**Required work:**
Please check every line of the listing for "this" and copy each line where it is found.

Segment Start: Input data

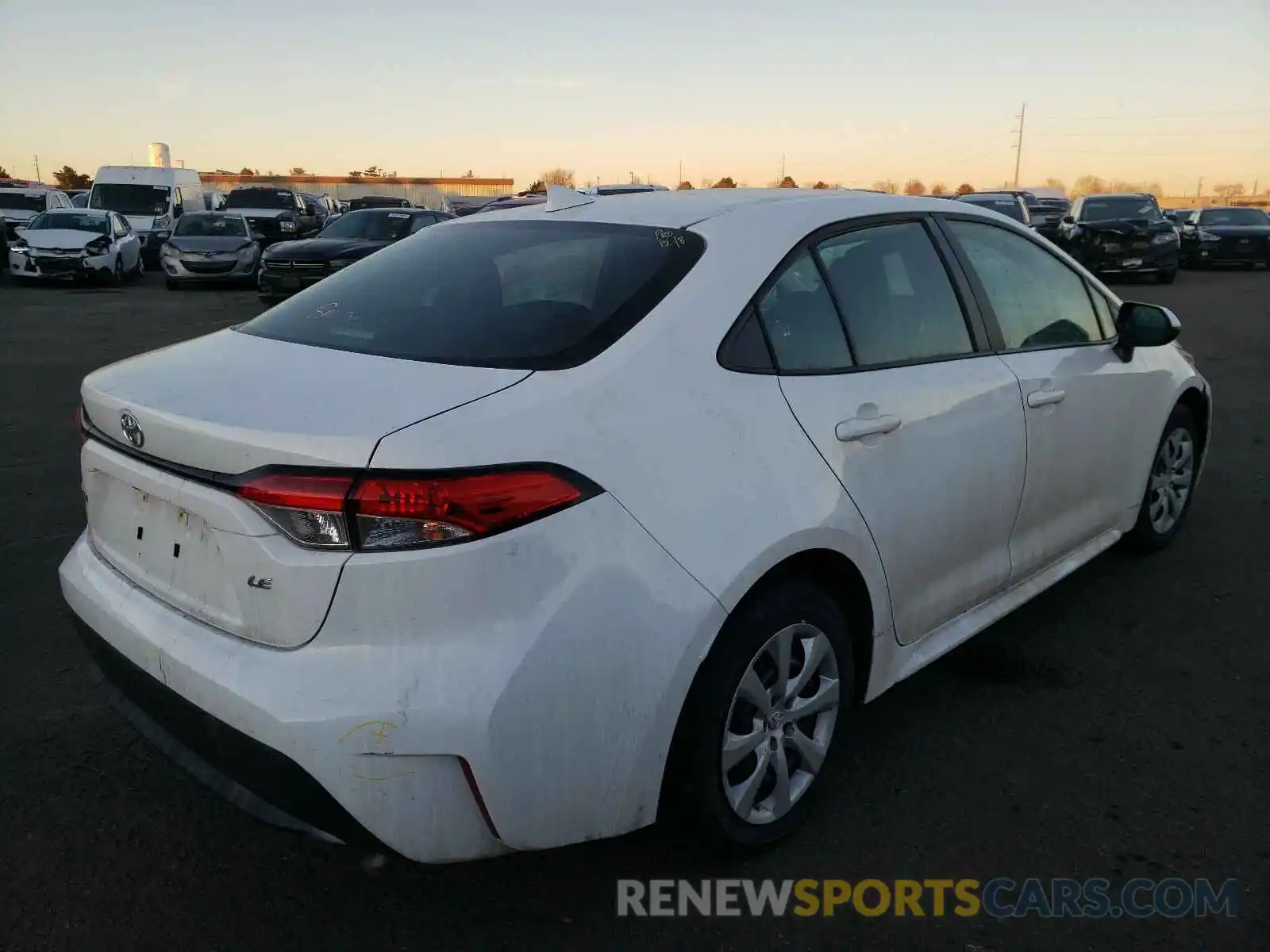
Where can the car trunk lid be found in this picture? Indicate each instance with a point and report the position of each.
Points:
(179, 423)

Segment End: Input data
Segment Start: Input data

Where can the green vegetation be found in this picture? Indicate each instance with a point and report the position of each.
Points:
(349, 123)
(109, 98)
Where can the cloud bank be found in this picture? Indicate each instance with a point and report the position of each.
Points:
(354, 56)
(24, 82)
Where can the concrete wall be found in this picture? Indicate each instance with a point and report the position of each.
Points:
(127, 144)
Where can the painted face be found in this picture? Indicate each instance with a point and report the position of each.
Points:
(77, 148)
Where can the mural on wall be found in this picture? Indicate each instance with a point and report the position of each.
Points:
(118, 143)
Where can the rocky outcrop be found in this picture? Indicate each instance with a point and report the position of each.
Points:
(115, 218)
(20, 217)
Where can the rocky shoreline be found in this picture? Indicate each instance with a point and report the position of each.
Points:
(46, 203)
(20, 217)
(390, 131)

Segment End: Input data

**Task output:**
Where can the car trunk lid be found in this picture? Indicate each instance with a point and report the position of each.
Where can the green vegetation be found in this picture? Indicate each instance with a point and report the position of each.
Where can the cloud bank be found in this picture? Indicate each instance with a point and report the position of each.
Where can the concrete wall be found in this picture? Indicate each instance with a point and report the position of each.
Where can the painted face be found in this picture? Indicate each instance with a point and report the position of each.
Where can the mural on wall be found in this picture? Indicate each instance with a point and report the position of each.
Where can the rocky outcrop be found in this picture? Indicate each instance with a point and report the position of each.
Where can the rocky shoreline be found in this picture? Indicate each instance with a point and report the position of each.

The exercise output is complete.